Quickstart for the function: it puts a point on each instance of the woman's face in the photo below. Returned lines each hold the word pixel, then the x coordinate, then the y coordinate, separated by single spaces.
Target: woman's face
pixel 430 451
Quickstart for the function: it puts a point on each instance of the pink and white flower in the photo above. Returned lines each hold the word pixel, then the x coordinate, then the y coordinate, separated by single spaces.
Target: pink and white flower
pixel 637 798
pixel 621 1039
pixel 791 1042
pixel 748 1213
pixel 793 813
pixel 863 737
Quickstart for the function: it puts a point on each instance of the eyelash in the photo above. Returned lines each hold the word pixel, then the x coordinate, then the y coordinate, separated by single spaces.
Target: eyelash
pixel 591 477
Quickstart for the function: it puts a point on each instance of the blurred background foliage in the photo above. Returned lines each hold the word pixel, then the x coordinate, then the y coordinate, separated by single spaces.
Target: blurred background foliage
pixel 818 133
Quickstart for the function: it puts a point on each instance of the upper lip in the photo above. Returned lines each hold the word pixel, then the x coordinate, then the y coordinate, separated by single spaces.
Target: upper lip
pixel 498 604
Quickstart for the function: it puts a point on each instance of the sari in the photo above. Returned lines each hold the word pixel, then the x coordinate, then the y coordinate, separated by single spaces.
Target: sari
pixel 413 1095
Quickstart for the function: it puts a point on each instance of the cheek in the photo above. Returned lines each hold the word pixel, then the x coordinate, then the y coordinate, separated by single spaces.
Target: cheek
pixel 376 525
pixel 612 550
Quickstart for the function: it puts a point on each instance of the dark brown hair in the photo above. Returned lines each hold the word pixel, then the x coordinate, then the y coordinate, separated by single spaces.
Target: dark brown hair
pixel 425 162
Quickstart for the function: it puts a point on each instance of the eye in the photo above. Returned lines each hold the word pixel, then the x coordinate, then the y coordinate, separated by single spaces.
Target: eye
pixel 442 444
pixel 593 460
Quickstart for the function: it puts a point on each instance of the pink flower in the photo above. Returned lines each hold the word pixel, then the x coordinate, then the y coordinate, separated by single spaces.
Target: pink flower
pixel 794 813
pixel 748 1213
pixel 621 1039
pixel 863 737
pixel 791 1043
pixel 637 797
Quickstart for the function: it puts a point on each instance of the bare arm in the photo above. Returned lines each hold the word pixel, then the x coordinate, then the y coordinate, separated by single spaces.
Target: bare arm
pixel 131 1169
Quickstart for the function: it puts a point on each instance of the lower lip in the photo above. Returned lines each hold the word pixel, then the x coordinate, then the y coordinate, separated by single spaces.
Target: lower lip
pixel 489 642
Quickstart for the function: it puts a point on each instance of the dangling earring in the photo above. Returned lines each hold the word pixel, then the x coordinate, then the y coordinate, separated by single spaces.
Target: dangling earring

□ □ □ □ □

**WHAT THE EXERCISE ASKS**: Please turn the stretch from the line containing "of the dangling" through the end of the data above into a numbered list, leaving out any blank lines.

**FINISHED ANSWER**:
1. Quickstart for the function: it puts a point on each instance of the dangling earring in the photo above. Returned lines each hold the word pixel, then the x coordinate, then the y coordinate, separated by single spaces.
2. Target: dangling earring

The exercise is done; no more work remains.